Goal ▸ Reproduce all of the lines below in full, requests included, and scale every x and y coordinate in the answers by 0.85, rounding each result to the nearest whole number with halves rounded up.

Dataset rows
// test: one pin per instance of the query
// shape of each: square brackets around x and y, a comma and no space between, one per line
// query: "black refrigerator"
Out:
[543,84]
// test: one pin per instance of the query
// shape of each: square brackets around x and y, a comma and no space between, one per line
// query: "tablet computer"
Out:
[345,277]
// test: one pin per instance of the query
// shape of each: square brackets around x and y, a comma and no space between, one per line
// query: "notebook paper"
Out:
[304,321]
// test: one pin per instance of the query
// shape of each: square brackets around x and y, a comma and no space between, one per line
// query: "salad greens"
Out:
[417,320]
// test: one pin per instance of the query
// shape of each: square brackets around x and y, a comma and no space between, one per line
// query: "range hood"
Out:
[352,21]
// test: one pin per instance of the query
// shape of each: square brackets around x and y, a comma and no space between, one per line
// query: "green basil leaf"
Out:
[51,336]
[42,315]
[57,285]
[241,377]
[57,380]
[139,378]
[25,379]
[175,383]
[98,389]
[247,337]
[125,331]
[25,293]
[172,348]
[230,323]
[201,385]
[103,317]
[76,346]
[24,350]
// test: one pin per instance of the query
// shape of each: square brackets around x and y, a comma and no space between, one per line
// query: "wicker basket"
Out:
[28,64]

Reply to the task ▸
// test: one pin per instance of the query
// shape of each: square brackets around x and y, a comma and no space between, one per line
// query: "black refrigerator"
Out:
[462,71]
// test: one pin per instance of the query
// shape of each: square brackets around x and y, a comma and no space between, one per line
// query: "tablet computer"
Out:
[293,235]
// test: one pin per instance of the query
// shape of each: square brackets around x and y, a comma and no space between, one per line
// query: "notebook paper"
Out:
[258,273]
// test: one pin per instance of the query
// shape of each: square brackets around x and y, a comma and no space between, one per line
// query: "salad greens"
Out:
[354,272]
// test: one pin per instance of the query
// shape of each: square brackets around x and y, a comma and no space between, one per line
// query: "range hood"
Out:
[299,18]
// test: one pin per instance of the query
// shape of each: square brackets around x and y, a comma and no space between, one per line
// query: "green basil leaf"
Out:
[43,286]
[36,268]
[48,242]
[205,320]
[48,323]
[118,321]
[21,322]
[149,326]
[83,331]
[210,286]
[106,281]
[21,249]
[146,296]
[196,275]
[171,327]
[88,269]
[65,294]
[20,298]
// test: one pin per instance of the query
// shape of each: square brackets around x and y, a comma and no space between, one per line
// query: "wicker basket"
Out:
[24,54]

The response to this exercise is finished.